▶ The problem
Quote every line of the data below as it stands, omitting pictures.

Point-per-instance localization data:
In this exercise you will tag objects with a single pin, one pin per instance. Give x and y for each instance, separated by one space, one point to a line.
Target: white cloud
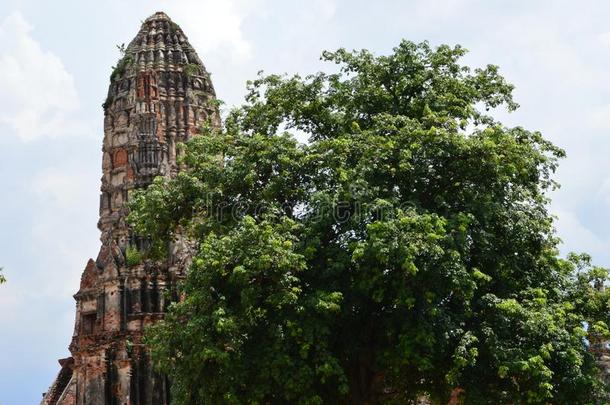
576 237
65 202
213 25
37 93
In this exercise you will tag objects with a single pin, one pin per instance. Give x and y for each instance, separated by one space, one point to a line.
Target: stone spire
160 94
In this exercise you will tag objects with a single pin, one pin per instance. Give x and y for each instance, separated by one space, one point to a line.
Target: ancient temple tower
160 95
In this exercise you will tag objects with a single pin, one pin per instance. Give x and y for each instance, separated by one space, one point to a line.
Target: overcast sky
56 57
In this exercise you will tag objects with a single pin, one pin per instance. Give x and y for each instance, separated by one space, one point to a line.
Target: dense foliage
405 250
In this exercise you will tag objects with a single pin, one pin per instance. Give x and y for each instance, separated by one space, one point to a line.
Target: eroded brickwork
159 95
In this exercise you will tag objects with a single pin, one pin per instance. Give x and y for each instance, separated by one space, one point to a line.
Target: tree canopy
405 250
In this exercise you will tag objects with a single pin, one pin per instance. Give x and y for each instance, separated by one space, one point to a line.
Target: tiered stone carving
160 95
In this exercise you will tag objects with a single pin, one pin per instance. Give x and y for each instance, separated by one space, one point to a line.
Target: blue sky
56 56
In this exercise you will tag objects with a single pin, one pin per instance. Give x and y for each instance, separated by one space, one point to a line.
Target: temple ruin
160 95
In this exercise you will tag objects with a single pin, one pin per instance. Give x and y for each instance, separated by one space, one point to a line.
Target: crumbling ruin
160 95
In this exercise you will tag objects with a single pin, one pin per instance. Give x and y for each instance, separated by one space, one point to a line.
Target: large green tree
405 250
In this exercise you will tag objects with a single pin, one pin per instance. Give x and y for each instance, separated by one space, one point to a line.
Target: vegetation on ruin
133 256
191 69
121 66
405 250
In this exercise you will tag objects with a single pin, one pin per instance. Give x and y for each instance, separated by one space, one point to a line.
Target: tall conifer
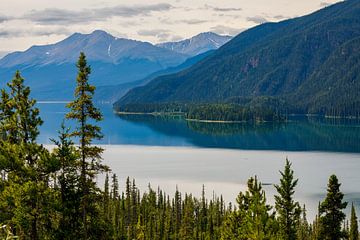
83 111
287 209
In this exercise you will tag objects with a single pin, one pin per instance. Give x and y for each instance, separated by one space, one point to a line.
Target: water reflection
299 134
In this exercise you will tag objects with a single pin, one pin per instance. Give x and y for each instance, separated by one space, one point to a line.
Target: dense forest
311 63
53 194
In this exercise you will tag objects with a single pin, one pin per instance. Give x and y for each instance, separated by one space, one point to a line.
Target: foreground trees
331 212
82 110
288 210
53 195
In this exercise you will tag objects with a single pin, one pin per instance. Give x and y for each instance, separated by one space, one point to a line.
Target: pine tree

▶ Response box
In this exercise you will tag objects with a single pin, one pin per instance. Give x and y for each instance, separated by one space, one point to a line.
Target: white cloud
576 237
65 202
213 25
37 93
In this exercise you will tag objects with a single pin, one pin per instance. Give x and y for each instance, separated by one space, one point to a line.
Target: stone spire
160 94
In this exercise you will tag objects with a single pin, one pin per instance. Give x and y for each instance, separated by one space, one point to a line.
Target: ancient temple tower
160 95
In this exercise you will tag objects with a single pin, one pin per instance. Give x and y for each instance, separated by one space, one point to a line.
Target: overcast sky
56 57
In this exercise you will tag objects with a single pin, one pin per instance. Give x and y for each instance, separated by one space, one point to a line.
Target: dense foliage
405 250
In this exercise you will tag objects with a single pin, one pin per instance. Give x and y for each instance, separated by one space, one point to a line.
Target: eroded brickwork
159 95
In this exercise you will tag objects with a single pin, one pin per instance. Give x and y for each instance, separated by one space, one point to a line.
Target: tree canopy
405 250
In this exercise you will tag objects with a single pin, one pin per instance. Give x and y for each instance, separated by one space, one point to a line.
Target: tiered stone carving
160 95
In this exercise you will tag objects with a single pin, one pin per instance. Give x and y for each instance, separated by one space, one point to a line.
Target: blue sky
56 56
In this exercise you will tag objects with a single pin, one pin per instance. Give x and y for each instance, separated by one space, one point to a line.
Target: temple ruin
160 95
In this exercise you will tag objects with a single pin, one pin per instance. Give x and y for each instance, separated by one space, one point to a line.
Target: crumbling ruin
160 95
In this exercise you will tag objects with a single pin, one pin per instance. Give x and y for each instance, separated by one space, one point to a line.
Target: large green tree
405 250
In this exercise you will tag objects with a single pin, one pin per instance. Give x and y for each instance, separated by one space, one point to a line.
Target: vegetation on ruin
133 256
191 69
121 66
405 250
In this exercise you will tag objects with a single pin, one pin per instance. Give x and y for each instance, separated by one space, one point to a line.
Target: tall conifer
83 111
287 209
In this exercise you will tag objects with a single pin, one pin per instance. Give x and y for each instance, separated by one space, one point to a line.
Target: water reflection
299 134
In this exercise you will tag objects with a single pin, one pin per instance. Give x and y for each instance, separated by one space, one point to a line.
Target: dense forest
311 63
53 194
In this exercise you will tag objects with a single pin, one pin per instance. Give x and y for each instance, separated by one space, one point to a line.
Target: foreground trees
331 212
82 110
288 210
53 195
In this exercise you will tag objects with a single pin, one pin per instance. Give x and y for each instance, separated by one space, one point to a line.
Target: pine tree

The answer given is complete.